[Dataset entries]
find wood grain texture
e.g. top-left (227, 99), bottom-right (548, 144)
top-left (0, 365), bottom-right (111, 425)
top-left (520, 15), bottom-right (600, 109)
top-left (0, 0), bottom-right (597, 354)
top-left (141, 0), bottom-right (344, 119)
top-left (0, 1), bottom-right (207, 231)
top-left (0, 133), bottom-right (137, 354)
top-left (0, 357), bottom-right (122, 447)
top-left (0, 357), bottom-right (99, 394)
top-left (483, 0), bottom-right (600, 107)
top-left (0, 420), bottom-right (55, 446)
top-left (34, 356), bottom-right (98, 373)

What you will do:
What is needed is an exact transcription of every entry.

Your response:
find wood grain texture
e.g. top-left (227, 99), bottom-right (548, 144)
top-left (0, 365), bottom-right (111, 425)
top-left (520, 15), bottom-right (600, 109)
top-left (0, 0), bottom-right (597, 354)
top-left (141, 0), bottom-right (344, 119)
top-left (0, 1), bottom-right (207, 231)
top-left (0, 133), bottom-right (137, 354)
top-left (0, 357), bottom-right (122, 447)
top-left (0, 357), bottom-right (99, 394)
top-left (483, 0), bottom-right (600, 107)
top-left (0, 420), bottom-right (55, 446)
top-left (34, 356), bottom-right (98, 373)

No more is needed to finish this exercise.